| Work to complete |
Rewrite the rows below, swapping "white concrete base" for "gray concrete base" wherever it occurs and keeping every other word unchanged.

| Exercise materials |

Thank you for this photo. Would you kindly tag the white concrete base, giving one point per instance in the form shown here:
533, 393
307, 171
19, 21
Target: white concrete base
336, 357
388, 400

| Solved exercise |
Thank you for this photo. Would you kindly tag the gray concrete base, giving one point per instance in the form shown here:
533, 393
307, 171
19, 21
Target: gray concrete base
336, 357
388, 400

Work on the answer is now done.